* _TO BE DONE_: Copy out all the entries word for word.

* _Records excerpted from a collection_:
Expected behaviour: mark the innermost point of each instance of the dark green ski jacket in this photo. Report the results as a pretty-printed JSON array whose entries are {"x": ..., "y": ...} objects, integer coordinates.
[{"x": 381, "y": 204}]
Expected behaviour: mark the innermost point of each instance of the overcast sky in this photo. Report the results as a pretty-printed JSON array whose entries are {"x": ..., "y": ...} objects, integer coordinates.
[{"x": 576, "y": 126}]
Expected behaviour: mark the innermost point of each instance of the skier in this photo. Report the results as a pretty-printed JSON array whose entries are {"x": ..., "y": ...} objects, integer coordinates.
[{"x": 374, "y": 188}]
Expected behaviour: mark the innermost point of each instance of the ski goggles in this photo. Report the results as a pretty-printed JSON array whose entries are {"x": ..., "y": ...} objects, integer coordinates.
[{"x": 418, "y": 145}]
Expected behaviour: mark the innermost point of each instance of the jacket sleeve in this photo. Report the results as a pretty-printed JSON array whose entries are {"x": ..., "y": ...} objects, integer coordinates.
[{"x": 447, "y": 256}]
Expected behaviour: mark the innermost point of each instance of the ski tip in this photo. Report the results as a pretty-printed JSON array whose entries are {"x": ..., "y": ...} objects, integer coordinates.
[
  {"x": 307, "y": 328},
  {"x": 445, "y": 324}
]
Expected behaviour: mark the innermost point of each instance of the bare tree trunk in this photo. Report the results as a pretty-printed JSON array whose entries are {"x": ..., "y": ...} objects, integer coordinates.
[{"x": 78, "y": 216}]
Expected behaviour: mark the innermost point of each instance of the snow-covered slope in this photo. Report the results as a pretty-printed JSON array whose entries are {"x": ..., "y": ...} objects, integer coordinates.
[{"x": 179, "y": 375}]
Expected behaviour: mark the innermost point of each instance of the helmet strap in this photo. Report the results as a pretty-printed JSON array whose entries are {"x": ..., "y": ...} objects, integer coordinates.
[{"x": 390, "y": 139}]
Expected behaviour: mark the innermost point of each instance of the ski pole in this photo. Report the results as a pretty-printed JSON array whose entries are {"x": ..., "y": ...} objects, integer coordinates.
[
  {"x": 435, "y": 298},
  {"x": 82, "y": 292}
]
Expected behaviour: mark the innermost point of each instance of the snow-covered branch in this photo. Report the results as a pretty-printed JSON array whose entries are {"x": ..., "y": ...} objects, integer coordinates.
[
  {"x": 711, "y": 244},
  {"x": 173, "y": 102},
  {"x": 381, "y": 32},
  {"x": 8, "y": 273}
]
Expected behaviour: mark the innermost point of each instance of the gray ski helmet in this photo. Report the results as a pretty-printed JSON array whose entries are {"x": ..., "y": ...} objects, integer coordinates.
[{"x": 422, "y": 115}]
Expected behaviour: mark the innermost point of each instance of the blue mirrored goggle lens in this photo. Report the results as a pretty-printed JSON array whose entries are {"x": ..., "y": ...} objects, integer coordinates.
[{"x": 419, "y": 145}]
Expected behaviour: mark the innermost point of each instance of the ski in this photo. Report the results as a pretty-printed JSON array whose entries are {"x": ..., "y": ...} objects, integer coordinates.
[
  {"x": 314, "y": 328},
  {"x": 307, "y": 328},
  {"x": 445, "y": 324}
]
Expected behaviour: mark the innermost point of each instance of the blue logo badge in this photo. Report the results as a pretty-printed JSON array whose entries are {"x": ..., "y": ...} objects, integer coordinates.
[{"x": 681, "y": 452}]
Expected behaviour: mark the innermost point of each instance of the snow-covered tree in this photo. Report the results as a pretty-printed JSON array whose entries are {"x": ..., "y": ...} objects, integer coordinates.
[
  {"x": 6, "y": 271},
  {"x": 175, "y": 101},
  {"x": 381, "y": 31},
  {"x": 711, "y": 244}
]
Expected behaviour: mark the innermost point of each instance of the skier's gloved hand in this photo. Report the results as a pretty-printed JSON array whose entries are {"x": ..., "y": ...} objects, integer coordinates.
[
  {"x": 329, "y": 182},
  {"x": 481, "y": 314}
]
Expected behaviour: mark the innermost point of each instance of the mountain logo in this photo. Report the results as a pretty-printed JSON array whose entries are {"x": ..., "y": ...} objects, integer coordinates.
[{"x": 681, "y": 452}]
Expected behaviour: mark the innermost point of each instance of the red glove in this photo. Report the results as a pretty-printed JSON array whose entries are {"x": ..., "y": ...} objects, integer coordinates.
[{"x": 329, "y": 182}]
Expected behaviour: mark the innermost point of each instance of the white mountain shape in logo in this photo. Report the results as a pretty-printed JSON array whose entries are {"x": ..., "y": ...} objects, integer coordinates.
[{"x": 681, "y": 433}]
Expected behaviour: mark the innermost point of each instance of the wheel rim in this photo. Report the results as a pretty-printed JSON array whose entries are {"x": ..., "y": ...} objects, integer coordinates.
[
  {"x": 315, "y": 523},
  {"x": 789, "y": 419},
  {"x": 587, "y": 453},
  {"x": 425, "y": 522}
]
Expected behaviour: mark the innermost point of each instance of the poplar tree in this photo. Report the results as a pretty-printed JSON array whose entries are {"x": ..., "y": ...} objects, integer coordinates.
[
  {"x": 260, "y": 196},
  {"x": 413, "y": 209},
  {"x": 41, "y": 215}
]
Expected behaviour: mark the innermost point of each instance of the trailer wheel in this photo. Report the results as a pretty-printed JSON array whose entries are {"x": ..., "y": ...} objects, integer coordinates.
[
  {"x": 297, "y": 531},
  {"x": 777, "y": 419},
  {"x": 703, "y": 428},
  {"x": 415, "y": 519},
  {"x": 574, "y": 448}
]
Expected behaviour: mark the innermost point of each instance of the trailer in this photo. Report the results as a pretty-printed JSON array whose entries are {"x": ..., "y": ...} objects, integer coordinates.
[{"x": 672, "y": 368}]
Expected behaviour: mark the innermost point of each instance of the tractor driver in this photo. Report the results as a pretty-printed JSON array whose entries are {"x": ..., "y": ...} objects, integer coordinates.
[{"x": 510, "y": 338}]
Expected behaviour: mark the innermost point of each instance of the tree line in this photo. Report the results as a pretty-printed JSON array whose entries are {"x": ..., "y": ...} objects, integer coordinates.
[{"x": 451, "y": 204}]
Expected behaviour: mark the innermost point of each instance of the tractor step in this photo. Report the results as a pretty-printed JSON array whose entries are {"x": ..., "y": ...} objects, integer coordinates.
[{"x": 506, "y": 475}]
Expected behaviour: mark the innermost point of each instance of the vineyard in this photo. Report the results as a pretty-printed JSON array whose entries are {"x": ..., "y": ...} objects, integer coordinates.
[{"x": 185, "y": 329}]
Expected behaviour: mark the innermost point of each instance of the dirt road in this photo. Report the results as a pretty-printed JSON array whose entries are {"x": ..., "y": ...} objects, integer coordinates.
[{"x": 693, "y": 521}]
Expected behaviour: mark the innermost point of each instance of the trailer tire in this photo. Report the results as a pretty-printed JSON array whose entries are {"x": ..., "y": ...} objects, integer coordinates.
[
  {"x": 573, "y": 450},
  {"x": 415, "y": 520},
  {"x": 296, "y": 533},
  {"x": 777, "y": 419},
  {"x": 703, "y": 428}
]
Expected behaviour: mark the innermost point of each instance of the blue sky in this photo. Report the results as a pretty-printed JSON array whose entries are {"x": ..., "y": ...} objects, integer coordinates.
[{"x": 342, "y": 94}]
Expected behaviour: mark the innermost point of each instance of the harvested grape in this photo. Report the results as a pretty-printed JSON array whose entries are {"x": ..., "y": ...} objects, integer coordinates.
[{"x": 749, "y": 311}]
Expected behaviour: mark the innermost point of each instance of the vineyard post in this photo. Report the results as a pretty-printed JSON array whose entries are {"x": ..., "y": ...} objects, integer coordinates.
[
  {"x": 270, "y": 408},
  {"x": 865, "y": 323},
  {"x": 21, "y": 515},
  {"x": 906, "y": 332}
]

* _TASK RESPONSE_:
Expected behaviour: mark the innermost point of each instance of the dark green ski jacket in this photo. Report the results as a pretty-printed JSON array whose entries are {"x": ..., "y": ...} objects, integer coordinates.
[{"x": 381, "y": 204}]
Expected behaviour: mark the innermost point of each instance of the overcast sky in this photo. Report the results as a pretty-printed JSON array whose entries are {"x": ..., "y": ...} objects, integer coordinates.
[{"x": 576, "y": 126}]
Expected behaviour: mark the innermost point of each instance of the skier in this photo. Report the results as a pretty-printed JSON array whose entries are {"x": ..., "y": ...} objects, integer coordinates.
[{"x": 374, "y": 188}]
Expected behaviour: mark the innermost point of each instance of the ski goggles in this photo. Report the results as a pretty-printed JSON array whose entries are {"x": ..., "y": ...} objects, integer coordinates.
[{"x": 418, "y": 145}]
Expected behaviour: mark the innermost point of each instance of the jacket sleeve in this photo. Report the results as a pretty-printed JSON array whose entries are {"x": ..., "y": ...} objects, integer coordinates.
[{"x": 447, "y": 256}]
Expected behaviour: mark the innermost point of each instance of the ski tip in this photo. Report the results as a pretty-printed JSON array whose entries are {"x": ..., "y": ...} objects, integer coordinates.
[
  {"x": 307, "y": 328},
  {"x": 445, "y": 324}
]
Expected behaviour: mark the innermost point of each instance of the bare tree trunk in this photo. Report the results as a pretty-printed JSON array whose entries are {"x": ..., "y": ...} objects, integer coordinates.
[{"x": 78, "y": 216}]
Expected behaviour: mark the innermost point of each instance of the snow-covered slope in this photo. Report the results as a pretty-printed JSON array whose entries are {"x": ..., "y": ...} objects, integer coordinates.
[{"x": 179, "y": 375}]
Expected behaviour: mark the innermost point of each instance of the helmet strap in this photo. Report the results as a pretty-printed JSON array whose entries are {"x": ..., "y": ...} objects, integer coordinates.
[{"x": 390, "y": 139}]
Expected behaviour: mark the innermost point of each instance of the ski pole in this photo. Report the results as a pretty-printed JSON array whose entries are {"x": ..., "y": ...} objects, integer coordinates.
[
  {"x": 435, "y": 298},
  {"x": 82, "y": 292}
]
Expected behaviour: mark the innermost point of each instance of the snow-covered branch in this photo. Report the results as a pretty-printed JSON array whose entries are {"x": ..., "y": ...} objects, integer coordinates.
[
  {"x": 711, "y": 244},
  {"x": 173, "y": 102},
  {"x": 381, "y": 32},
  {"x": 8, "y": 273}
]
Expected behaviour: mark the innermost point of each instance of the gray ski helmet in this photo. Report the results as a pretty-printed JSON array whose entries are {"x": ..., "y": ...} objects, integer coordinates.
[{"x": 422, "y": 115}]
Expected behaviour: mark the innermost point of each instance of the blue mirrored goggle lens in this photo. Report the results as a pretty-printed JSON array whose entries are {"x": ..., "y": ...} objects, integer coordinates.
[{"x": 419, "y": 145}]
Expected behaviour: mark the innermost point of each instance of the ski in this photo. Report the results as a pretty-printed JSON array whose entries are {"x": ..., "y": ...} objects, integer coordinates.
[
  {"x": 314, "y": 328},
  {"x": 307, "y": 328},
  {"x": 445, "y": 324}
]
Expected behaviour: mark the innermost point of each instance of the blue logo badge in this photo. Report the results as a pretty-printed JSON array whose entries are {"x": ..., "y": ...} objects, integer coordinates.
[{"x": 681, "y": 452}]
Expected behaviour: mark the innermost point of each instance of the snow-covered tree in this photo. Report the results as a pretty-printed JSON array whose entries are {"x": ..., "y": ...} objects, integer coordinates.
[
  {"x": 6, "y": 271},
  {"x": 175, "y": 101},
  {"x": 381, "y": 31},
  {"x": 711, "y": 244}
]
Expected behaviour: mark the innermost point of each instance of the skier's gloved hand in this photo. Report the results as a pretty-printed JSON array whose entries are {"x": ..., "y": ...} objects, integer coordinates.
[
  {"x": 329, "y": 182},
  {"x": 481, "y": 314}
]
Expected behaviour: mark the innermost point of each instance of the mountain logo in this photo. Report the results as a pretty-printed JSON array whose entries are {"x": ..., "y": ...} objects, integer coordinates.
[{"x": 681, "y": 452}]
Expected behaviour: mark the innermost point of each instance of the red glove in this photo. Report the results as a pretty-printed JSON array whose entries are {"x": ..., "y": ...} objects, integer coordinates.
[{"x": 329, "y": 182}]
Expected behaviour: mark the innermost point of each instance of the white mountain shape in logo in this photo. Report the results as a pretty-printed JSON array whose entries are {"x": ..., "y": ...} objects, integer coordinates.
[{"x": 681, "y": 433}]
Expected behaviour: mark the innermost point of each instance of the wheel rim in this photo. Report the results as a pretty-printed JSON array whose entries are {"x": ..., "y": ...} objects, integer coordinates.
[
  {"x": 315, "y": 523},
  {"x": 789, "y": 419},
  {"x": 587, "y": 453},
  {"x": 425, "y": 522}
]
Expected behaviour: mark the innermost point of each instance of the poplar tree in this photo. Report the results as a pretty-printed JSON array whose entries are {"x": ..., "y": ...} objects, integer coordinates.
[
  {"x": 260, "y": 196},
  {"x": 413, "y": 209},
  {"x": 41, "y": 215}
]
Expected behaviour: mark the innermost point of each instance of the trailer wheel in this photo. Report the results as a pretty-printed JSON array whose entries are {"x": ..., "y": ...} objects, integer coordinates.
[
  {"x": 297, "y": 531},
  {"x": 777, "y": 419},
  {"x": 703, "y": 428},
  {"x": 415, "y": 519},
  {"x": 574, "y": 448}
]
Expected behaviour: mark the innermost point of each instance of the trailer in this photo. Report the results as a pretty-printed JSON array whose entries are {"x": ..., "y": ...} objects, integer coordinates.
[{"x": 672, "y": 368}]
Expected behaviour: mark the innermost point of each instance of the tractor driver in this photo. Report the results as a pretty-printed JSON array whose entries are {"x": ..., "y": ...} objects, integer coordinates.
[{"x": 510, "y": 338}]
Expected behaviour: mark the innermost point of each instance of the tree line in this photo. Report the results as a pretty-printed JSON array whose entries are {"x": ..., "y": ...} objects, integer coordinates.
[{"x": 451, "y": 204}]
Expected behaviour: mark the innermost point of each instance of the tractor step in this photo. Report the results as a pretty-printed JSON array whose entries are {"x": ..., "y": ...} objects, integer coordinates.
[{"x": 506, "y": 475}]
Expected behaviour: mark the innermost point of each instance of the vineyard in this photo. Report the results as a pretty-printed JSON array whose entries are {"x": ..., "y": ...} objects, integer coordinates.
[{"x": 185, "y": 329}]
Expected behaviour: mark the innermost point of each instance of the dirt road in this photo. Report the results as a pretty-printed JSON array whose entries are {"x": ..., "y": ...} objects, integer coordinates.
[{"x": 693, "y": 521}]
Expected behaviour: mark the innermost point of each instance of the trailer tire in this photo. Report the results as a pretty-printed JSON array whose entries are {"x": ..., "y": ...} objects, integer coordinates.
[
  {"x": 573, "y": 450},
  {"x": 415, "y": 520},
  {"x": 296, "y": 533},
  {"x": 777, "y": 419},
  {"x": 703, "y": 428}
]
Expected behaviour: mark the innermost point of each instance of the blue sky in this photo. Report the results as a pretty-printed JSON array whose entries are {"x": ..., "y": ...} objects, integer coordinates.
[{"x": 342, "y": 94}]
Expected behaviour: mark the innermost point of each instance of the harvested grape in this photo. Report the results as a pretty-printed JSON array whose entries are {"x": ..., "y": ...} objects, integer coordinates.
[{"x": 749, "y": 311}]
Expected behaviour: mark the innermost point of each instance of the vineyard post in this photo. Report the results as a pretty-printed JSON array whose entries are {"x": ..., "y": ...} objects, integer coordinates.
[
  {"x": 270, "y": 408},
  {"x": 865, "y": 323},
  {"x": 21, "y": 515},
  {"x": 906, "y": 332}
]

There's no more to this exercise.